Point-per-instance localization data
"""
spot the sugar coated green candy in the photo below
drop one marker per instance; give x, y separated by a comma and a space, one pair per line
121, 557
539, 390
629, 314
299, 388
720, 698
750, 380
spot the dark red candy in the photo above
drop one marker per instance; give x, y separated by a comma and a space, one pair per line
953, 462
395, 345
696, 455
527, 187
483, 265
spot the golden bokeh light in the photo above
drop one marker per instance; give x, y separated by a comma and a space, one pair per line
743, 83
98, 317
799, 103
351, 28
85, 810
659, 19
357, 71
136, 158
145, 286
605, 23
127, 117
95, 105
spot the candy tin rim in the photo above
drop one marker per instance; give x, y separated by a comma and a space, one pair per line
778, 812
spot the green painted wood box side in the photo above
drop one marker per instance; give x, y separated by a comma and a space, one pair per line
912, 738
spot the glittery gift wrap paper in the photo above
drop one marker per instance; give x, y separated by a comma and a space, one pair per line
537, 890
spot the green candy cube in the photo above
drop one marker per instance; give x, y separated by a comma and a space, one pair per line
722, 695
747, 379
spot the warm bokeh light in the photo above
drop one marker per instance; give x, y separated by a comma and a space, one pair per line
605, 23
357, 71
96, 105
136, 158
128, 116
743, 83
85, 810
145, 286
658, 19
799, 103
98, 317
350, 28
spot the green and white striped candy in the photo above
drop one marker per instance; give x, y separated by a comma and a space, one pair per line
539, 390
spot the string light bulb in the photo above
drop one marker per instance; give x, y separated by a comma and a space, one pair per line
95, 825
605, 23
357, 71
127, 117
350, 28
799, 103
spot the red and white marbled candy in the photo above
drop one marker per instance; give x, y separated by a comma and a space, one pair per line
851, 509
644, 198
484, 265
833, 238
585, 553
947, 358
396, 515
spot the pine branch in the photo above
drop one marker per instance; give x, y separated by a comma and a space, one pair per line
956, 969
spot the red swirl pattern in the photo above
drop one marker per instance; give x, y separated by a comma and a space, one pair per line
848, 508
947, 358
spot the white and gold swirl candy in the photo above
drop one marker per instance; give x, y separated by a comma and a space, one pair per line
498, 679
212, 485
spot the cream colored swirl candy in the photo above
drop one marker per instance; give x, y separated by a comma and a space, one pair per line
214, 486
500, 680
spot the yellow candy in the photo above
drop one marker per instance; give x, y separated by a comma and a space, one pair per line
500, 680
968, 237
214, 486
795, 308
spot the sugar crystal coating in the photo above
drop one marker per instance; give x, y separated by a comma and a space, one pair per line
"""
** Task requirements **
The number of lines in the data that hold "sugar" must be the entire answer.

** Response below **
2